### Reading passage

──────────

Tipton, also a personal trainer and fitness coach, said she will fly to Iowa next week to sing in the ABsalute Gold (www.absalutegold.com) ABBA tribute show, for which she has sung background vocals and served as a backup for the role of Anni-Frid “Frida” Lyngstad. Last weekend, she and the entourage played two dates in New Jersey. The group also played Legends in Concert in Myrtle Beach in 2012.

Loving these “huge shows” celebrating ABBA music that helped define the 1970s, Tipton said, “their harmonies are so layered and rich.” She reminded everyone that ABBA’s catalog, as shown in the past decasde by the hit Broadway musical and movie “Mamma Mia!” contains “a whole lot more than ‘Dancing Queen.’ ”

‘That’ll Be the Day’

The Mister Fifties band (421-9800 or email misterfifties@yahoo.com) has begun a weekly pop-rock show that includes a Buddy Holly tribute at 6 p.m. Saturdays at the Spanish Galleon, 100 Main St., North Myrtle Beach, for free. With Michael Sokolik Jr. of Socastee playing the late leader of the Crickets, the fivesome also has its next Holly sock-hop dances set for 3-5 p.m. Aug. 17 and 24 at the Grand Strand Senior Center, 1268 21st Ave. N., Myrtle Beach, for $5 each.

Sokolik (222-2324 or www.facebook.com/msjrproductions), also known locally for dressing up tributes to Elvis and Johnny Cash, said looking like Holly might be simple with a suit, white socks, and spectacles, but with “only so much footage” of him from the late 1950s, “How do you portray somebody whom you never got to see?”

──────────

### To do
1. Decide whether each statement agrees with the passage on tribute acts, answering yes or no and quoting the words that settle it. (a) Tipton has served as a backup for the role of Anni-Frid “Frida” Lyngstad. (b) The group played Legends in Concert in Myrtle Beach in 2013. (c) The Buddy Holly tribute at the Spanish Galleon costs nothing to attend.
2. Rewrite the passage on tribute acts between "Tipton, also a" and "Beach in 2012.", inclusive, substituting "Delaware" for "New Jersey".

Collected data
──────────

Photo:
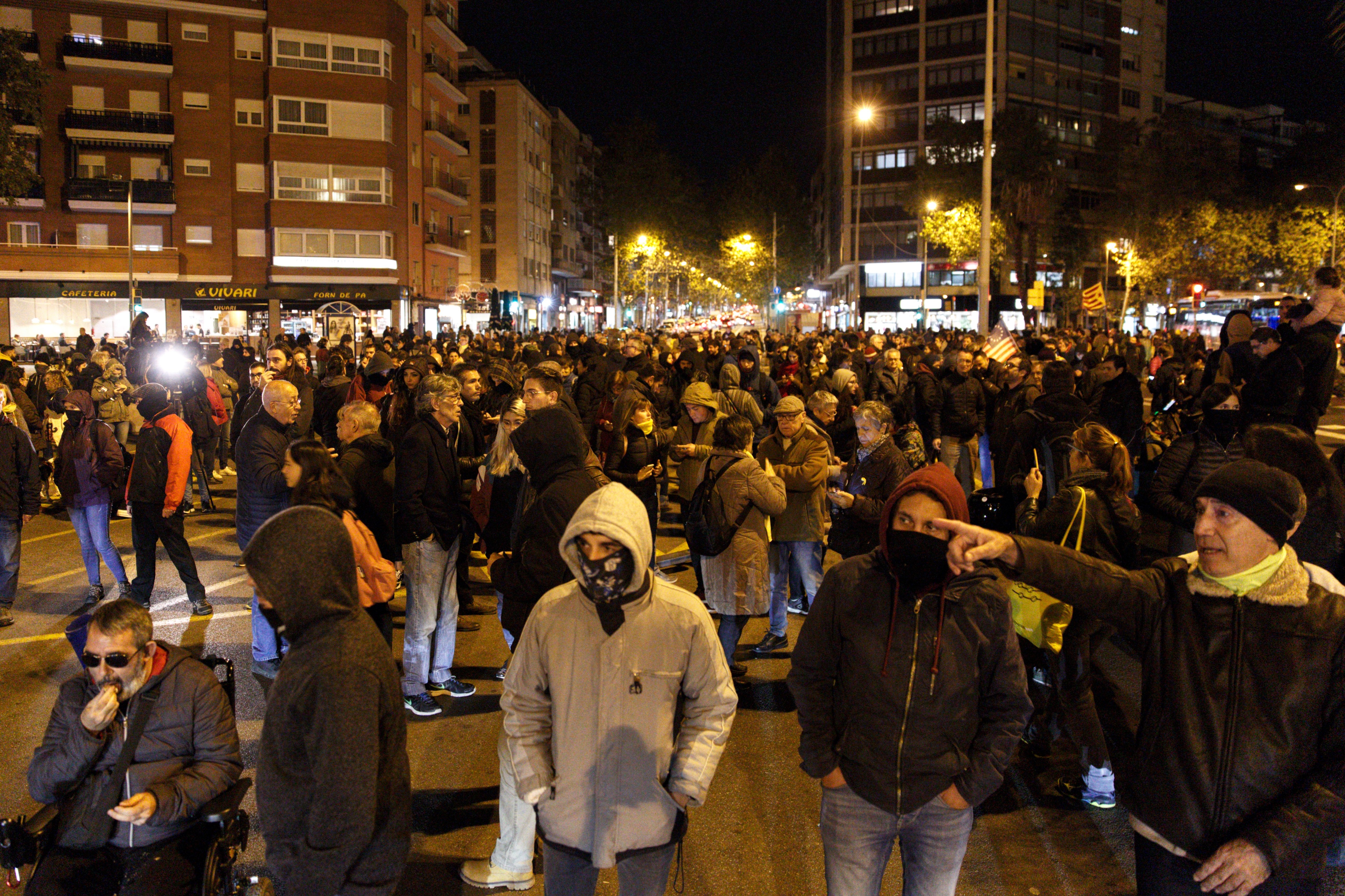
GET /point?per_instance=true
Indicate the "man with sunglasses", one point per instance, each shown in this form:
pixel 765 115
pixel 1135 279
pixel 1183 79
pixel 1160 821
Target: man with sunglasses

──────────

### Results for each task
1.
(a) Yes: "served as a backup for the role of Anni-Frid “Frida” Lyngstad"
(b) No: "The group also played Legends in Concert in Myrtle Beach in 2012."
(c) Yes: "at 6 p.m. Saturdays at the Spanish Galleon, 100 Main St., North Myrtle Beach, for free"

2.
Tipton, also a personal trainer and fitness coach, said she will fly to Iowa next week to sing in the ABsalute Gold (www.absalutegold.com) ABBA tribute show, for which she has sung background vocals and served as a backup for the role of Anni-Frid “Frida” Lyngstad. Last weekend, she and the entourage played two dates in Delaware. The group also played Legends in Concert in Myrtle Beach in 2012.